╭─ EXCERPT

In an effort to trim it down, we had to be selective and only include the dumbest of the dumb sports criminals. So on this list, you'll find a guy who accidentally shot himself in the leg and then went to prison for two years for doing it (you know who we're talking about, right?), a guy who got caught not once but twice for impersonating a police officer with an honorary badge, and a guy who thought it would be a good idea to take a dump in the closet of a college dorm room. These are truly The Dumbest Crimes in Sports History. What were these athletes thinking?!

Nate Newton

Sport Played: NFL

Year: 2001

Crime: Got caught with 175 pounds of marijuana in his car in Dallas, Texas

Getting caught with 175 pounds of marijuana in your car is stupid. But what made Newton's crime even stupider was that he had actually gotten arrested in November 2001—just one month before he got caught with 175 pounds of marijuana—for driving a van that was loaded with more than 200 pounds of pot. So in the span of just 40 days or so, he was busted for trying to transport almost 400 pounds of marijuana. It didn't occur to him that he shouldn't be anywhere near illegal drugs while out on bail on his first arrest? SMH.

Raheem Brock

Sport Played: NFL

Year: 2011

Crime: Walked out on a $27 bar tab in Philadelphia and resisted arrest

Brock didn’t just walk out on a $27 bar tab. He acknowledged the tab, refused to pay it, and then resisted arrest when police arrived. Even a part-time gig at McDonald’s can cover a few Coronas, so who knows why Brock refused to pay. Instead of paying the tab, Brock spent his night in a jail cell.

Olden Polynice

Sport Played: NBA

Year: 2000

Crime: Impersonated a police officer—twice—with an honorary badge that was given to him by the Los Angeles Police Department

Towards the end of his playing career, the former Jazz center was given an honorary badge. But rather than keep it at home as a memento, he kept it on him and actually tried to use it to intimidate people on at least two separate occasions. The first time came in September 2000 when Polynice flashed the badge at a fellow driver after the driver made a rude gesture in his direction. “I'm with the California Sheriff's Office and I can have you arrested,” he reportedly yelled. And then, he did it again one month later when he followed a couple home after he got cut off in traffic and flashed the badge. It seems he didn't know that the badge didn't make him a real police officer.

╰─
╭─ ENTRIES

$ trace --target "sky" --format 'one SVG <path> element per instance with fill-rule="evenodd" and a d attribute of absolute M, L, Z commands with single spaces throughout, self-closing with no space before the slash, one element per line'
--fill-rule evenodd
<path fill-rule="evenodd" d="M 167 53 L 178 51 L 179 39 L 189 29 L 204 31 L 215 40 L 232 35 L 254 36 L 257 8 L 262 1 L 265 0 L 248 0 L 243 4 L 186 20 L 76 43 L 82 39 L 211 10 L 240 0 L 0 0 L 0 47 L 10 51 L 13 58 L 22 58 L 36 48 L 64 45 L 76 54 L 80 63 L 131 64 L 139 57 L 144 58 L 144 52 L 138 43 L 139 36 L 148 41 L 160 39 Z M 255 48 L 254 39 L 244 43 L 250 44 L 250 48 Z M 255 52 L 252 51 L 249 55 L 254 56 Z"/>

╰─
╭─ ENTRIES

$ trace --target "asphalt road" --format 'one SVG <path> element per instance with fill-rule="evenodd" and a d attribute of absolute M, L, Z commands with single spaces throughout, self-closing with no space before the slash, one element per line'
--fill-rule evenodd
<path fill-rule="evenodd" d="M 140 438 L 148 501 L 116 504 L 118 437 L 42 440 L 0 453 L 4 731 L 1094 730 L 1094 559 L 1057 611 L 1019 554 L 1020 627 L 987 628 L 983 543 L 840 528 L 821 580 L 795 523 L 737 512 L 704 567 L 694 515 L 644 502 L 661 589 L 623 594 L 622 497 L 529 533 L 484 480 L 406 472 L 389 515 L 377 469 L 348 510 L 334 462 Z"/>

╰─

#### [WRITTEN EXERCISE A]
In the sports crimes list, how large was the bar tab that Raheem Brock walked out on?
#### [WRITTEN EXERCISE B]
Write the next part of the sports crimes list, picking up after its final sentence.
The records come from a separate source and have nothing to do with the sports crimes list.

#### [TASK ANSWER A]
$27

#### [TASK ANSWER B]
Chris Perez

Sport Played: MLB

Year: 2013

Crime: Had marijuana delivered to his rental house in Rocky River, Ohio under his dog's name

Rather than finding a local drug dealer and buying weed from him, the Indians closer decided to have a bunch of marijuana mailed to his house. And in an effort to keep the police off his tail, he put his dog's name on the package. What in the world was he smoking when he came up with that plan?

Plaxico Burress

Sport Played: NFL

Year: 2008

Crime: Accidentally shot himself in the leg with his own gun at a nightclub in New York City and got charged with two felony counts of criminal possession of a weapon for doing it

What's worse—that Plax shot himself in the leg and injured himself badly or that he had to go to jail later because he shot himself in the leg with a gun that wasn't registered properly? That's a difficult question to answer. But either way, the former Giants wide receiver essentially ruined the prime of his career when he decided to take a gun with him to a nightclub. In a way, he's lucky that he didn't do more harm to himself. But we still can't get over the predicament that he placed himself in when he shot his own self in the leg.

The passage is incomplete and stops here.